- [GIVEN TASK] Return all of the rows below verbatim, changing nothing.

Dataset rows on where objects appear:
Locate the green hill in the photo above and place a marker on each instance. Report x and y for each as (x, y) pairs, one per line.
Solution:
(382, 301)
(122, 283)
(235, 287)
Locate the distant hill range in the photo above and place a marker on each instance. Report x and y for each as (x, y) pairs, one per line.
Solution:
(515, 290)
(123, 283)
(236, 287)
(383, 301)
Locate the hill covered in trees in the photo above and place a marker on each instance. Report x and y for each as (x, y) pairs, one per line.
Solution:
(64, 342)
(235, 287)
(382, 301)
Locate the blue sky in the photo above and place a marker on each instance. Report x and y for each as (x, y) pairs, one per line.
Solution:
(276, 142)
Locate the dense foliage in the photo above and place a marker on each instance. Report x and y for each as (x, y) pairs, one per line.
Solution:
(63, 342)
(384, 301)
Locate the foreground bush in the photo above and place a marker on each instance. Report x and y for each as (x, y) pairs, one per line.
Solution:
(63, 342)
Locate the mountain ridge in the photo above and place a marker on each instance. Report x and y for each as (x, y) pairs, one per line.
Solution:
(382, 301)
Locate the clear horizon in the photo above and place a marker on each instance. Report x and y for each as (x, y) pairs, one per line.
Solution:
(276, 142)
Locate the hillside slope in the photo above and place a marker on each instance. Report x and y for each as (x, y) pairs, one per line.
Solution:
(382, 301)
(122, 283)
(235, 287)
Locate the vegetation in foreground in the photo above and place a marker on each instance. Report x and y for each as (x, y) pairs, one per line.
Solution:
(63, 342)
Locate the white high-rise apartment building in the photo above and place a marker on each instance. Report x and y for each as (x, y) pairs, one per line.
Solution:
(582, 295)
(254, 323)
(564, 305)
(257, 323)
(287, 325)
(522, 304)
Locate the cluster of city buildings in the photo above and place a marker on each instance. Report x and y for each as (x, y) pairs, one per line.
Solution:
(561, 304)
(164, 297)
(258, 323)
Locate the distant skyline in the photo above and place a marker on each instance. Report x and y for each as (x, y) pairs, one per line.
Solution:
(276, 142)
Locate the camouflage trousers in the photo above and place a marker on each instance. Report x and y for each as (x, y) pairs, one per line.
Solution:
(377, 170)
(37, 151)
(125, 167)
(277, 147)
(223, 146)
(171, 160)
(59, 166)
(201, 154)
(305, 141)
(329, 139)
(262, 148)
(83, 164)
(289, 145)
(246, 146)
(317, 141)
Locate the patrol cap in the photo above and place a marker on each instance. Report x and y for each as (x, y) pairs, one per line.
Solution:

- [RESULT OF THE TASK]
Locate the green hill in the photo above and place a marker on each instance. Report x and y for each as (x, y) pairs, one per line.
Solution:
(382, 301)
(122, 283)
(235, 287)
Locate the distant hill range in the photo above and place a marker on each instance. Report x and y for each as (x, y) pairs, one per line.
Solution:
(515, 290)
(123, 283)
(236, 287)
(383, 301)
Locate the hill covered in trees in the photo above and place a marker on each instance. Report x and y for each as (x, y) pairs, one per line.
Solution:
(64, 342)
(235, 287)
(382, 301)
Locate the blue sky in the photo above and place a marker on each instance. Report x and y for each as (x, y) pairs, one per line.
Solution:
(276, 142)
Locate the dense foliage in the photo above and place a marker on each instance. Report x and y for each as (x, y) pairs, one per line.
Solution:
(63, 342)
(384, 301)
Locate the foreground bush in the photo above and place a marker on each instance. Report x and y for each as (x, y) pairs, one per line.
Solution:
(63, 342)
Locate the mountain ridge in the photo above and place a marker on each instance. Report x and y for each as (x, y) pairs, one per line.
Solution:
(382, 301)
Locate the clear horizon in the photo above and place a marker on each instance. Report x and y for each as (x, y) pairs, one per line.
Solution:
(276, 142)
Locate the hillside slope in the photo above and place a marker on each instance. Report x and y for each as (x, y) pairs, one per line.
Solution:
(382, 301)
(122, 283)
(235, 287)
Locate the vegetation in foreground in the photo above and place a marker on each instance. Report x and y for each as (x, y) pairs, one per line.
Solution:
(63, 342)
Locate the white high-rise apartment building in the photo above and place a marker on each instance. Report x and y for each as (x, y) pairs, one per line.
Solution:
(582, 295)
(254, 323)
(564, 305)
(257, 323)
(287, 325)
(522, 304)
Locate the cluster of city buildings in the photo above and place a marker on each instance. Report x and y for each as (x, y) pairs, one per line.
Solution:
(561, 304)
(164, 297)
(258, 323)
Locate the distant skyline in the photo above and place a marker on each instance. Report x and y for each as (x, y) pairs, one per line.
Solution:
(276, 142)
Locate the camouflage trousers in the photo above and place a marker on each instance. Report x and y for each as (x, y) pairs, one per line.
Solution:
(377, 170)
(37, 151)
(125, 167)
(277, 147)
(223, 146)
(171, 160)
(59, 166)
(201, 154)
(305, 141)
(329, 139)
(262, 148)
(83, 164)
(289, 145)
(246, 146)
(317, 141)
Locate the patrol cap in the photo above and place a marker on each instance. Report x and y for each as (x, y) pairs, one per line.
Solution:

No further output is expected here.